### TEXT PROVIDED
━━━━━━━━━━━━━━━━━━━━━━━━━━━━━━
Scientists from the Data Science Institute at Columbia University and the New York Genome Center (NYGC) published new research this week detailing a new data storage technique that leverages DNA molecules to store digital information.
Deoxyribonucleic acid, commonly known by its acronym of DNA, is the molecule around which all life revolves. In nature, DNA works by storing information about different forms of life and its characteristics using four nucleotides: A, G, C and T.
In essence, DNA works just like your hard drive, but instead of binary ones and zeros to store digital data, it uses a quaternary base to store information about a living organism’s genes.
STORE EMBEDDED FILES IN DNA MOLECULES
In previous experiments, DNA can be created from scratch using DNA sequencing, putting together the DNA gene sequence. However, through this technique, DNA could be used to store binary data.
Furthermore, Columbia scientists refined the technique that converted digital data into molecular sequences and optimized DNA’s storage capacity.
The Researchers successfully stored six files inside DNA molecules which includes :
♦ a full computer operating system (KolibriOS)
♦ a $50 Amazon gift card
♦ a computer virus
♦ a 1895 French film – “Arrival of a train at La Ciotat”
♦ a Pioneer plaque
♦ a 1948 study by information theorist Claude Shannon
BINARY CODE – DNA SEQUENCES CONVERSION
According to new research, which comes courtesy of Yaniv Erlich and Dina Zielinski, has been published in the journal Science.
Researchers took these six files and compressed them in an archive. They then used an ” erasure-correcting algorithm called fountain code ” to randomly package binary data strings into “droplets”.
The researchers then “ mapped the binary code of each droplet to the four DNA nucleotides : A, G, C and T.”
At the end, the six archived files were converted to 72,000 DNA strands, each one consisting of 200 DNA base pairs.
This data stored in a text file was then sent to a DNA sequencing laboratory in San Francisco, who sequenced the DNA strands into actual biological DNA molecules.
The research team then used special software coded in Python (GitHub) to read the DNA molecules and reassemble the data. A video is available on DNA Fountain, showing one of the researchers powering up the operating system retrieved from the DNA molecules and then playing Minecraft.
PERFECT DATA STORAGE MEDIUM
The researchers believe that DNA is the perfect storage medium – as it is ultra-compact, can last for 1000+ years.
So, DNA data storage could help big organizations store an enormous amount of information in a way that one can still be able to read it in a hundred years.
However, it costs $7,000 to sequence 2MB of data into DNA, and then another $2,000 to read it.
Additionally, researchers discovered that technically you could only store a maximum of 1.8 bits of data per DNA nucleotide base. However, previous research achieved 1.0 bit storage capacity per DNA nucleotide base, while the Columbia team reached 1.6 bits.
Through time and further research scientists hope to maximize their method’s data storage capacity for DNA nucleotide bases, and also reduce the cost of writing and reading data from DNA.
━━━━━━━━━━━━━━━━━━━━━━━━━━━━━━
### Referring expression data
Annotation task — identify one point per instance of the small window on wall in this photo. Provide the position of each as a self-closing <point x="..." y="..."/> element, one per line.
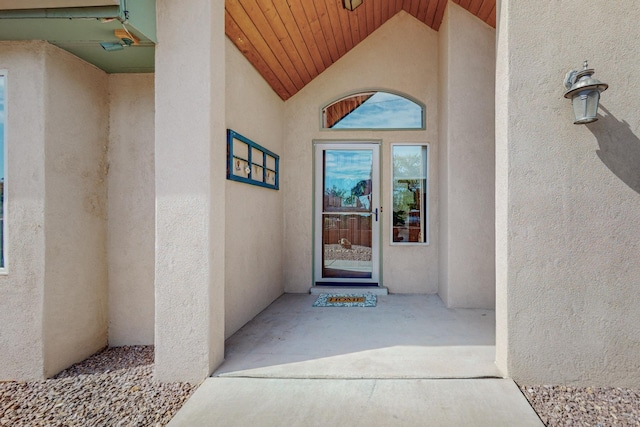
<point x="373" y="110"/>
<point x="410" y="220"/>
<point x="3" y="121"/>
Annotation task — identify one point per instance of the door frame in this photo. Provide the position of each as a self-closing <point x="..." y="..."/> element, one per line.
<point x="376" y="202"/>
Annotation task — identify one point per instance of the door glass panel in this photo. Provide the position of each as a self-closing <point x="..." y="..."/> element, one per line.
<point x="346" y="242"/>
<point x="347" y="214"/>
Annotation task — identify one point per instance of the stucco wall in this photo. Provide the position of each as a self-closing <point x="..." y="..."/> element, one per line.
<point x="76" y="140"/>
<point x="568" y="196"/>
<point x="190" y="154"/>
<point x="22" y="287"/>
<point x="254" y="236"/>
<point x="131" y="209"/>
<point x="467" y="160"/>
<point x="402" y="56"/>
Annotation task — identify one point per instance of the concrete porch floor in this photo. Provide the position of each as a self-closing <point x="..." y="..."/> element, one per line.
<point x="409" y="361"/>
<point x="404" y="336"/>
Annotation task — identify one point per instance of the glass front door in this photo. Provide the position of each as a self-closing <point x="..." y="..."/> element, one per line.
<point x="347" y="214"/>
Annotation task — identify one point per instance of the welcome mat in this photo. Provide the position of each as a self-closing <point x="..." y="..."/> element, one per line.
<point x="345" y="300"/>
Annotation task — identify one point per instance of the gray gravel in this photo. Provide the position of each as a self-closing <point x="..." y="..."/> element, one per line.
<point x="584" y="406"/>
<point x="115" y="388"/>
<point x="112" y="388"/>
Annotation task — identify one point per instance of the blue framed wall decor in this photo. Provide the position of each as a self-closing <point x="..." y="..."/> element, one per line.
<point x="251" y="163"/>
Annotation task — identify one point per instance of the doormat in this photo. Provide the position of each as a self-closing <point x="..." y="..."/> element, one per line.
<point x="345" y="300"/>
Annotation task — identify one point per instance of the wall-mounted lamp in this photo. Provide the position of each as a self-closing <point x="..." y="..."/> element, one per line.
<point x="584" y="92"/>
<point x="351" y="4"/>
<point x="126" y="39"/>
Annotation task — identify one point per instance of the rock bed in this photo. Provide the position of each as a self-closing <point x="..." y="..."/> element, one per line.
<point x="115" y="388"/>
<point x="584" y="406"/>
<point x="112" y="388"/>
━━━━━━━━━━━━━━━━━━━━━━━━━━━━━━
### TASKS
(A) According to the DNA storage article, why do the researchers consider DNA the perfect storage medium?
(B) Reproduce the stretch of the DNA storage article from "STORE EMBEDDED FILES" through "the journal Science.".

### PROBLEM SOLUTIONS
(A) They believe DNA is the perfect storage medium because it is ultra-compact and can last for more than 1,000 years.

(B)
STORE EMBEDDED FILES IN DNA MOLECULES
In previous experiments, DNA can be created from scratch using DNA sequencing, putting together the DNA gene sequence. However, through this technique, DNA could be used to store binary data.
Furthermore, Columbia scientists refined the technique that converted digital data into molecular sequences and optimized DNA’s storage capacity.
The Researchers successfully stored six files inside DNA molecules which includes :
♦ a full computer operating system (KolibriOS)
♦ a $50 Amazon gift card
♦ a computer virus
♦ a 1895 French film – “Arrival of a train at La Ciotat”
♦ a Pioneer plaque
♦ a 1948 study by information theorist Claude Shannon
BINARY CODE – DNA SEQUENCES CONVERSION
According to new research, which comes courtesy of Yaniv Erlich and Dina Zielinski, has been published in the journal Science.